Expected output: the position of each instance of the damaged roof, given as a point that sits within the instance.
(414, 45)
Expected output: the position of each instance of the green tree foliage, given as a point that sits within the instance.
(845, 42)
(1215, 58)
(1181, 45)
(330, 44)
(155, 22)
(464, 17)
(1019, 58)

:: TASK STATEMENT ::
Set down the full listing. Keep every line exact.

:: EXPECTED ANSWER ::
Expected output: the position of each instance of the damaged roof, given as a point that sits within the instance.
(414, 45)
Expected output: the position of each instance of the green tree foliage, given as a point that sits within the instance.
(845, 42)
(1215, 58)
(1181, 45)
(330, 44)
(155, 22)
(464, 17)
(1019, 58)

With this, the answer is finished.